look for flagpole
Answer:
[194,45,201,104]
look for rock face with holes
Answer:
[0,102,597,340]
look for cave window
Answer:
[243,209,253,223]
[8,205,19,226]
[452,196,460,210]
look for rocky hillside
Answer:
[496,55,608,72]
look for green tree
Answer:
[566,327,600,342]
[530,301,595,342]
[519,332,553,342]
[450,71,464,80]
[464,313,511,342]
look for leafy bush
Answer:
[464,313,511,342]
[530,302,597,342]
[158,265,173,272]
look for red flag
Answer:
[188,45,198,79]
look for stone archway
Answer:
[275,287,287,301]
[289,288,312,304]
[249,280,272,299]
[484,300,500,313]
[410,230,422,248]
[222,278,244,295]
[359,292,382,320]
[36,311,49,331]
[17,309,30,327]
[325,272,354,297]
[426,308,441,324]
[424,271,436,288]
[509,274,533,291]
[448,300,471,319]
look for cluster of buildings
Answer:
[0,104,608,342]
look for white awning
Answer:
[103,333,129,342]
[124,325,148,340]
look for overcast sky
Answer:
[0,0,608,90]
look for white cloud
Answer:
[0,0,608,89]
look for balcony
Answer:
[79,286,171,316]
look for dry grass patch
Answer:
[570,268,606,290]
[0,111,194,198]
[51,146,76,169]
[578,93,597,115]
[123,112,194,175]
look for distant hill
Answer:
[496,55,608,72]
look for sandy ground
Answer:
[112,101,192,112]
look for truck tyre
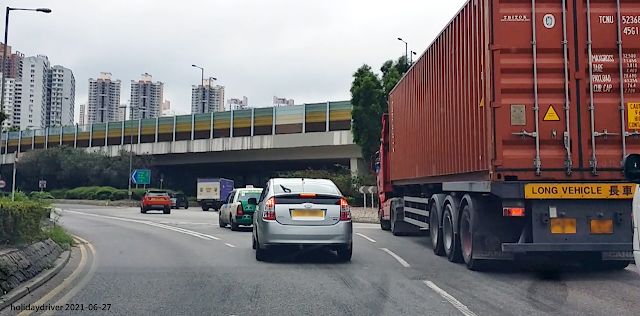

*PROMPT*.
Turn all of the material above into a numbered list with one line per item. Skip any blank lines and leave the pictures out.

*SOLUTION FOR THIS EXERCISE*.
1. look for flagpole
2. Answer:
3. [194,45,201,104]
4. look for rock face with holes
5. Answer:
6. [0,102,597,340]
7. look for cave window
8. Answer:
9. [243,209,253,223]
10. [8,205,19,226]
11. [452,196,460,210]
12. look for rocky hillside
13. Answer:
14. [496,55,608,72]
15. look for green tree
16. Answer:
17. [566,327,600,342]
18. [530,301,595,342]
19. [519,332,553,342]
20. [450,71,464,80]
21. [464,313,511,342]
22. look for leafy bush
23. Answer:
24. [464,313,511,342]
25. [530,302,597,342]
26. [158,265,173,272]
27. look for red flag
28. Answer:
29. [188,45,198,79]
30. look for stone archway
31. Answer:
32. [275,287,287,301]
33. [289,288,312,304]
34. [249,280,272,299]
35. [484,300,500,313]
36. [410,230,422,248]
37. [222,278,244,295]
38. [359,292,382,320]
39. [36,311,49,331]
40. [17,309,30,327]
41. [325,272,354,297]
42. [426,308,441,324]
43. [424,271,436,288]
44. [509,274,533,291]
45. [448,300,471,319]
46. look for cluster of buildings
47. Answer:
48. [0,104,608,342]
49. look for white awning
50. Answer:
51. [103,333,129,342]
52. [124,325,148,340]
53. look for overcast sky
54. Answer:
55. [0,0,608,90]
56. look for white cloud
57. Answer:
58. [0,0,608,89]
59. look for balcony
60. Answer:
61. [79,286,171,316]
62. look for dry grass patch
63. Answer:
64. [570,268,606,290]
65. [0,111,194,198]
66. [51,146,76,169]
67. [578,93,597,115]
68. [123,112,194,175]
69. look for distant hill
70. Answer:
71. [496,55,608,72]
72. look for sandy ground
73. Answer:
74. [112,101,192,112]
75. look for truck tyre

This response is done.